→ Exercise prompt:
The line containing "stock? Mark that spot." opens the span to copy, and the last line of the records below closes it. Write out that span exactly.

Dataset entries
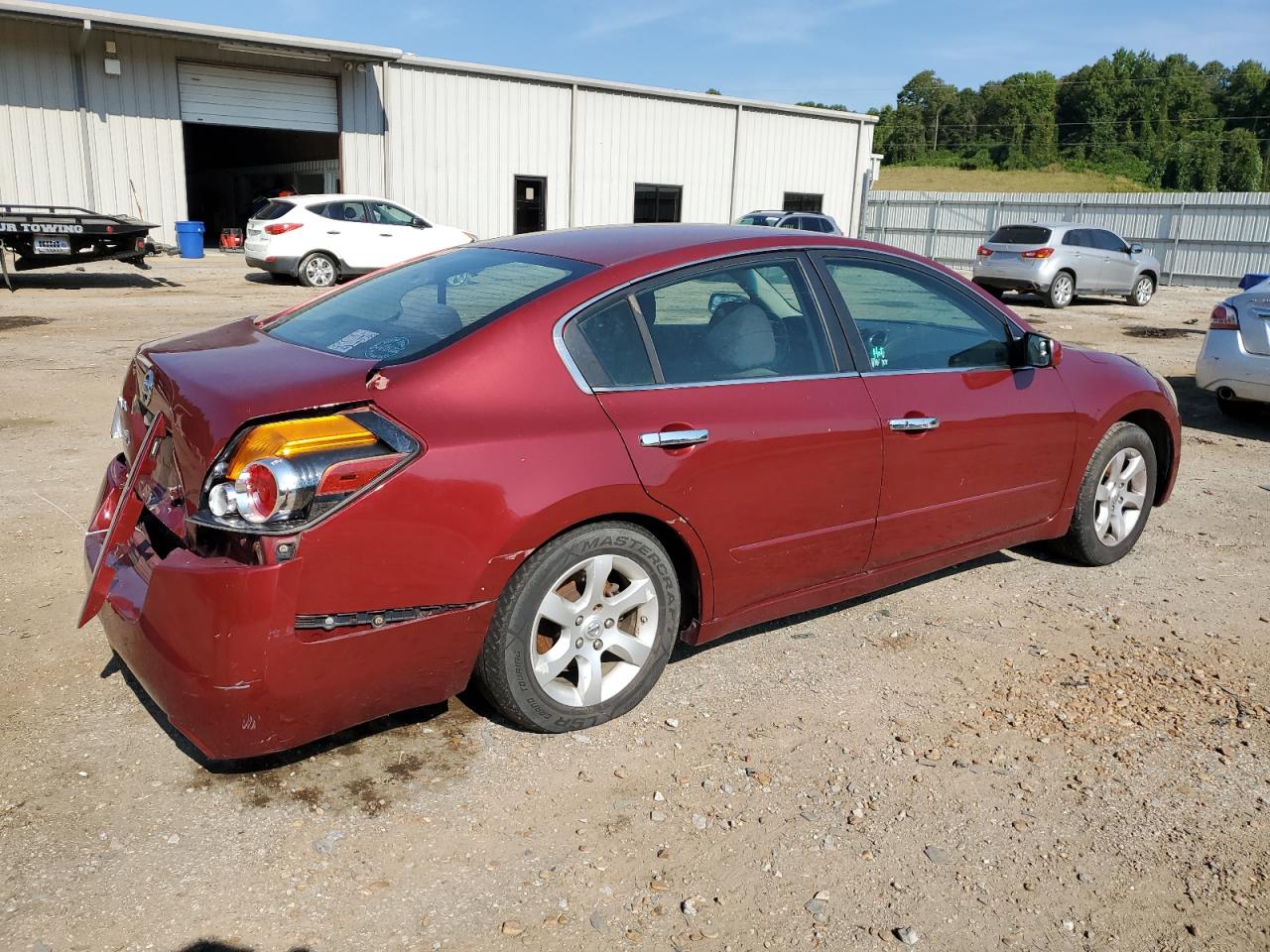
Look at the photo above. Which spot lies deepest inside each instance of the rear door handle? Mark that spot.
(912, 424)
(674, 438)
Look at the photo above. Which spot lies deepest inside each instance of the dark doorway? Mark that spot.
(656, 203)
(530, 203)
(803, 202)
(229, 169)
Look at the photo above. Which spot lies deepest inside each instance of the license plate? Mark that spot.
(53, 246)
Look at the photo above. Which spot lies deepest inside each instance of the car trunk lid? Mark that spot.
(1255, 321)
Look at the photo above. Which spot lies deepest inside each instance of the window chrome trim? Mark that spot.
(575, 372)
(725, 382)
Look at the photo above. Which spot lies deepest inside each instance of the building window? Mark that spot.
(656, 203)
(803, 202)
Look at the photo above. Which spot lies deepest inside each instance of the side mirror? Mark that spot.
(1038, 350)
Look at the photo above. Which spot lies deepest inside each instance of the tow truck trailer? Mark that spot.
(49, 235)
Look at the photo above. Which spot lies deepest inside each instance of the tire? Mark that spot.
(318, 271)
(589, 666)
(1143, 290)
(1095, 536)
(1062, 291)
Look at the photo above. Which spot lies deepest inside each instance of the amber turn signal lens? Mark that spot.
(289, 438)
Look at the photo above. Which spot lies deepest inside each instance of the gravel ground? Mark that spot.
(1014, 752)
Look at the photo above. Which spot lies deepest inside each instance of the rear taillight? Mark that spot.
(284, 475)
(1223, 317)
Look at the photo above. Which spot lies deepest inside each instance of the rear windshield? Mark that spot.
(1020, 235)
(414, 309)
(275, 209)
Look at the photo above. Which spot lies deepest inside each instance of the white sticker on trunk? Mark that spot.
(349, 340)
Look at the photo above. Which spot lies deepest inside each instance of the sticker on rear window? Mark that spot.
(386, 348)
(349, 340)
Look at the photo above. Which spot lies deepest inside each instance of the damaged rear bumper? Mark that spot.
(214, 644)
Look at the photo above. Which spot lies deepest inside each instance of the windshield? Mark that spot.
(414, 309)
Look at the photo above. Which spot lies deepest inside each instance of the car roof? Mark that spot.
(327, 197)
(613, 244)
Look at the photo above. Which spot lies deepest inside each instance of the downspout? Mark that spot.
(572, 151)
(735, 149)
(80, 82)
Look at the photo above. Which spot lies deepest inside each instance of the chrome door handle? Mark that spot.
(674, 438)
(912, 424)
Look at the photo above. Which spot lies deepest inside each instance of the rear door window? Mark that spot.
(345, 211)
(1020, 235)
(742, 321)
(273, 209)
(912, 320)
(1106, 241)
(414, 309)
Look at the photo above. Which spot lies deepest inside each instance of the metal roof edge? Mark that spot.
(634, 87)
(186, 30)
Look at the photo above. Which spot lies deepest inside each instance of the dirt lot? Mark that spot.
(1016, 752)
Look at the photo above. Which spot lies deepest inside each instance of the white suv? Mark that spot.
(320, 239)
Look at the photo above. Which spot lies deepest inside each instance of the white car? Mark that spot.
(1234, 361)
(320, 239)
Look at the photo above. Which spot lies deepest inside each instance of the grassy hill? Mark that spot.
(930, 178)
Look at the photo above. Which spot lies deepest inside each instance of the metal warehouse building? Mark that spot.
(167, 121)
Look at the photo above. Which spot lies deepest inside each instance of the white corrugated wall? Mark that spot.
(626, 139)
(780, 153)
(456, 141)
(41, 143)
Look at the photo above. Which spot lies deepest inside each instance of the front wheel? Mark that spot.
(318, 271)
(1143, 290)
(1062, 290)
(583, 630)
(1115, 498)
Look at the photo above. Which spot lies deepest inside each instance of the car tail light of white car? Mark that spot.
(1223, 317)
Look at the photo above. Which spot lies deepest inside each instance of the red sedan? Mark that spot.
(541, 461)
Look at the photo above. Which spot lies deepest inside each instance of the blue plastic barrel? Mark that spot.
(190, 239)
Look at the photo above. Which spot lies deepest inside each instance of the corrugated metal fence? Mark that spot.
(1201, 238)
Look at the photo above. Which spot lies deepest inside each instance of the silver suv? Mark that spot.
(804, 221)
(1062, 261)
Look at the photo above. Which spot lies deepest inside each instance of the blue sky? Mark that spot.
(857, 53)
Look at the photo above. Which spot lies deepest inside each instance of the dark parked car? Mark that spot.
(599, 443)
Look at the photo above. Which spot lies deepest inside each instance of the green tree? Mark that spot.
(1241, 162)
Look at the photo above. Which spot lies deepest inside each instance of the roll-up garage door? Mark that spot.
(230, 95)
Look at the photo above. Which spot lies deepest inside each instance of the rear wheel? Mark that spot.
(318, 271)
(1062, 290)
(583, 630)
(1143, 290)
(1115, 498)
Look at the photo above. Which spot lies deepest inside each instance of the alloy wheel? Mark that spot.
(1062, 291)
(1120, 497)
(594, 630)
(320, 272)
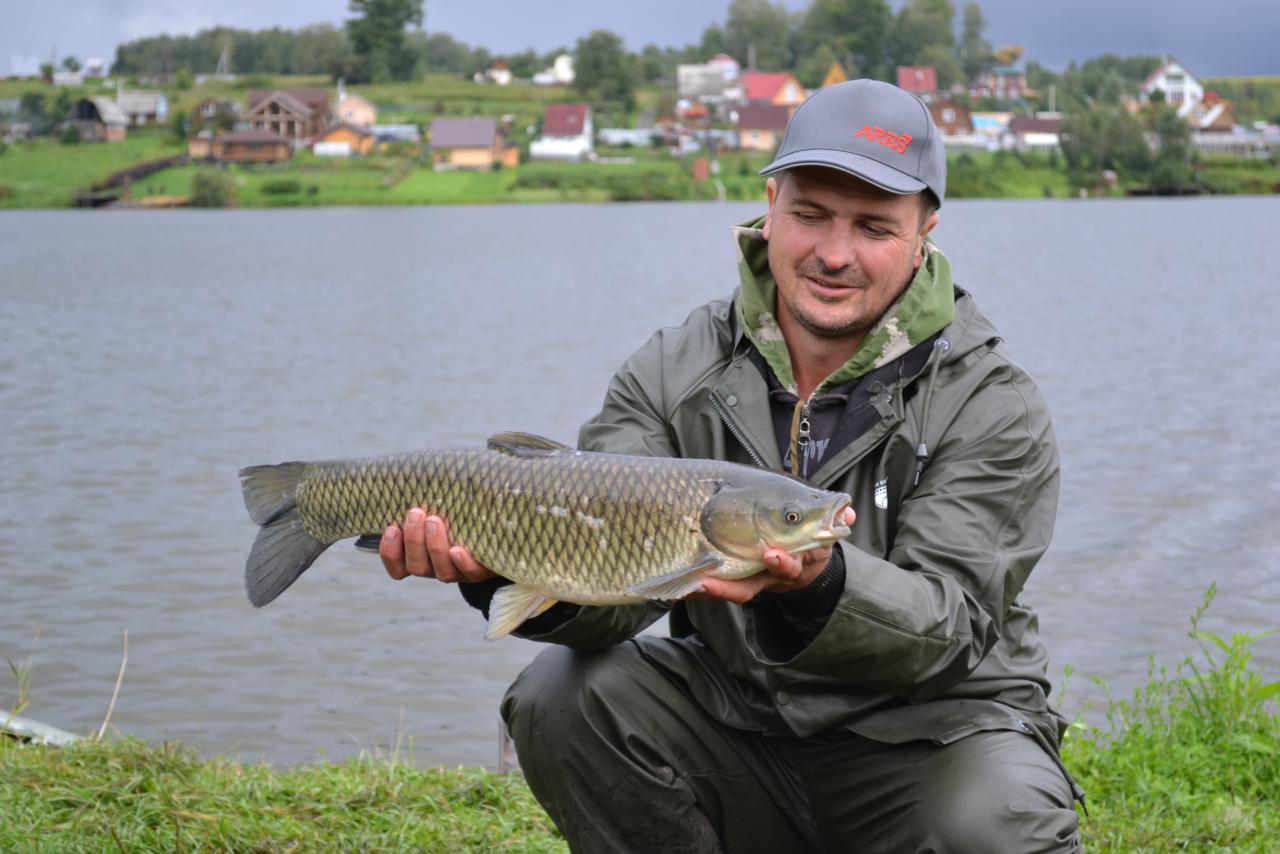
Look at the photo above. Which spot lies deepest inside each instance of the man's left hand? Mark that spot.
(782, 572)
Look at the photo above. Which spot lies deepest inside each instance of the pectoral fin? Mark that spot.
(511, 606)
(682, 581)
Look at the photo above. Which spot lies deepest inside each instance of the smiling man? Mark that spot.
(887, 694)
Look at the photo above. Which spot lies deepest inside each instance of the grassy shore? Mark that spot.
(1191, 762)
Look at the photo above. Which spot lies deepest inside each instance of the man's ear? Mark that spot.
(771, 191)
(924, 232)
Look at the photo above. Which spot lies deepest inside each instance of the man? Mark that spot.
(887, 694)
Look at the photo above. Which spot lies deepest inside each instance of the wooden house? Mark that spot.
(760, 126)
(920, 81)
(778, 88)
(567, 133)
(952, 119)
(251, 146)
(344, 140)
(470, 144)
(295, 114)
(99, 119)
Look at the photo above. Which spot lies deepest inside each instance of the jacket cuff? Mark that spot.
(817, 601)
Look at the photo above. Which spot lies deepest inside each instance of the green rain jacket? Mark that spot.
(928, 638)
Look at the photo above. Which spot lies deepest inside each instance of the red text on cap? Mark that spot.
(895, 141)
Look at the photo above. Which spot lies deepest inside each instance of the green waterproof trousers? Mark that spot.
(625, 759)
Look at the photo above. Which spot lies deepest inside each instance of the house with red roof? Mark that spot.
(760, 126)
(567, 133)
(920, 81)
(780, 88)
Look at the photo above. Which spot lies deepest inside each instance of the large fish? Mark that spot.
(562, 524)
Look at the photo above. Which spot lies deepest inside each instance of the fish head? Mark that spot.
(763, 510)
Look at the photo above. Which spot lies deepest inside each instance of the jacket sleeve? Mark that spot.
(630, 421)
(922, 617)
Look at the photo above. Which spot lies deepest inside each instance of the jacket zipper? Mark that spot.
(736, 433)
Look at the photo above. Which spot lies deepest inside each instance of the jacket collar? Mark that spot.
(918, 314)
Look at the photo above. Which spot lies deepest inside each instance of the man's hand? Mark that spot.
(782, 572)
(420, 547)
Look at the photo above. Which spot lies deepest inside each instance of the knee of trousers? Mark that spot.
(558, 694)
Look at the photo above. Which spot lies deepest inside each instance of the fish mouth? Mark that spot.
(833, 526)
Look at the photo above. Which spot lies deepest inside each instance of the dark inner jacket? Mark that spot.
(915, 630)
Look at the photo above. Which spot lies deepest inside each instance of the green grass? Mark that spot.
(1189, 763)
(129, 797)
(44, 173)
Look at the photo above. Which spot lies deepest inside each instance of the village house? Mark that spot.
(1037, 133)
(142, 106)
(1214, 114)
(955, 124)
(1001, 83)
(251, 146)
(1178, 87)
(920, 81)
(295, 114)
(561, 73)
(352, 109)
(780, 88)
(215, 110)
(760, 126)
(99, 119)
(567, 133)
(470, 144)
(344, 140)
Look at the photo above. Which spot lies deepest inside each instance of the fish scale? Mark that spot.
(585, 528)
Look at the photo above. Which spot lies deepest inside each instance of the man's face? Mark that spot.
(840, 250)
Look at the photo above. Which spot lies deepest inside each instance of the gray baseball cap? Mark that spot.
(871, 129)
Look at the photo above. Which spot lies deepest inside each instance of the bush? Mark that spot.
(211, 188)
(282, 186)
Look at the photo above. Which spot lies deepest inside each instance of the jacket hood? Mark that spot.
(923, 310)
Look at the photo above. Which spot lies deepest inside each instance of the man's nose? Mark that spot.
(835, 251)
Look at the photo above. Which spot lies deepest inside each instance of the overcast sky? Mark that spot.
(1221, 37)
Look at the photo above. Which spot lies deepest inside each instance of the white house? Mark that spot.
(566, 133)
(1179, 86)
(561, 73)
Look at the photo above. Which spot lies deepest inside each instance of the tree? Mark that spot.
(856, 32)
(378, 37)
(759, 30)
(974, 50)
(603, 69)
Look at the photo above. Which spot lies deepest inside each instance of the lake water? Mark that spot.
(145, 357)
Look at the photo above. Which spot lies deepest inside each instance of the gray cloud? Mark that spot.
(1225, 37)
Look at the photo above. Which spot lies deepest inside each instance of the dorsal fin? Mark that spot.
(526, 444)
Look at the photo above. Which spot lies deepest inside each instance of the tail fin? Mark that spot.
(283, 549)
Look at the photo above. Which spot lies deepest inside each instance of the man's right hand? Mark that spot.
(420, 546)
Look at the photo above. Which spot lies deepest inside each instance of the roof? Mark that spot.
(314, 97)
(359, 129)
(282, 97)
(138, 101)
(1031, 124)
(763, 117)
(762, 86)
(918, 78)
(250, 137)
(478, 132)
(109, 110)
(565, 119)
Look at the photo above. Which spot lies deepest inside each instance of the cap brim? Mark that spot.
(873, 172)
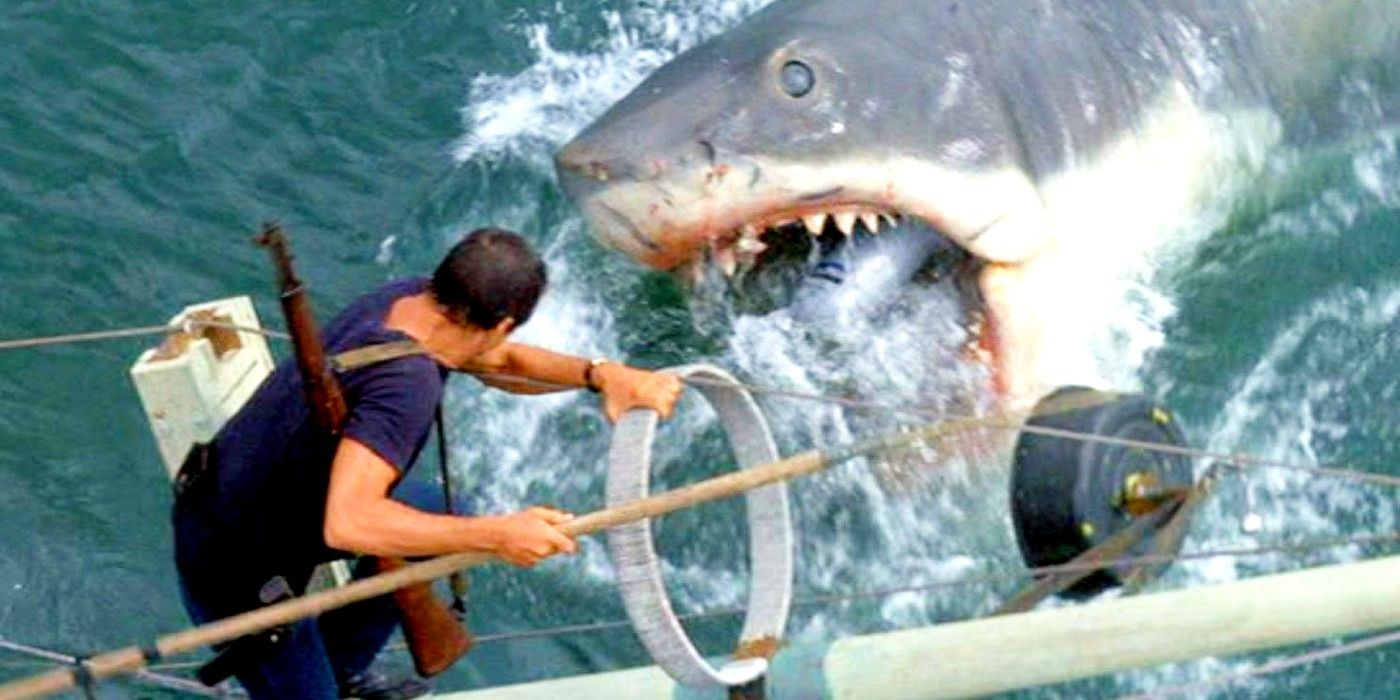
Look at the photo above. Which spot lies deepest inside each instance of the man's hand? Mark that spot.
(531, 535)
(626, 388)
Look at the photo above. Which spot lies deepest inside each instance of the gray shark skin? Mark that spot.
(1053, 140)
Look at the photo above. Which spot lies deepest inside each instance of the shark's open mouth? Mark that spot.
(835, 261)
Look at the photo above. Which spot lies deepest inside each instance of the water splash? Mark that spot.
(531, 114)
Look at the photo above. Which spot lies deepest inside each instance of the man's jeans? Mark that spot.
(317, 655)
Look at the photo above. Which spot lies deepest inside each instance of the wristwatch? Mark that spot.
(588, 373)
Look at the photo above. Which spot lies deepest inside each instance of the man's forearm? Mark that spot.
(391, 528)
(543, 370)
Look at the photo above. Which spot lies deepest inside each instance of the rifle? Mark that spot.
(434, 634)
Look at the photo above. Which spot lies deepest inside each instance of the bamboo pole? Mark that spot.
(1000, 654)
(132, 658)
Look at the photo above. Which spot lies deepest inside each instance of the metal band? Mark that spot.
(770, 539)
(83, 676)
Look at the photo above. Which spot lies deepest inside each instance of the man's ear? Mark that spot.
(504, 326)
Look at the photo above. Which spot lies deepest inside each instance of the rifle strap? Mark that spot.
(367, 356)
(374, 354)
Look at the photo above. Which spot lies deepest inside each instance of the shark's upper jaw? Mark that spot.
(727, 212)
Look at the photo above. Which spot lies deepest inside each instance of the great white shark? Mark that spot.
(1054, 142)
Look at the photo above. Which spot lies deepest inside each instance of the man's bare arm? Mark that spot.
(546, 371)
(361, 518)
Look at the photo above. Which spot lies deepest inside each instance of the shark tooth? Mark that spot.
(727, 261)
(749, 245)
(871, 221)
(846, 221)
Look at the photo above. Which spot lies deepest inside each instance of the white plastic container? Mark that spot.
(200, 375)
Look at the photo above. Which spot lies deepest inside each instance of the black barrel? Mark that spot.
(1068, 494)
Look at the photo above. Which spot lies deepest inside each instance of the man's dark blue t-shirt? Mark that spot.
(273, 464)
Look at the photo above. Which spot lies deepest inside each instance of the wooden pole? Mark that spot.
(130, 658)
(991, 655)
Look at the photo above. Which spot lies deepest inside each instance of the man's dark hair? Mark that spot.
(489, 276)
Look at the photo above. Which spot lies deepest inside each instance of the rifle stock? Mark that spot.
(436, 636)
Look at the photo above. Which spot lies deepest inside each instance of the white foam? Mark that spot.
(529, 114)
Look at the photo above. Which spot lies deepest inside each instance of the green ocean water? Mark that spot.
(142, 144)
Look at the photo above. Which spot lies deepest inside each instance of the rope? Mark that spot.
(1012, 422)
(1274, 667)
(984, 578)
(132, 332)
(1000, 422)
(147, 676)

→ Answer to the exercise:
Look at the photo above. Which spot lies deepest inside each instance of the rifle stock? Mark that spot.
(436, 636)
Look at the photo above. Which spot lies deepest inside each instance of the white foam? Mark that spot.
(529, 114)
Look at the photo above. Which spot lies deepest inside each instance of the green ocean water? Mark that spot.
(142, 144)
Look at the photo above. Which spot lies deepest inside each instance of the rope? Mark that spot.
(1012, 422)
(1274, 667)
(984, 578)
(132, 332)
(1000, 422)
(147, 676)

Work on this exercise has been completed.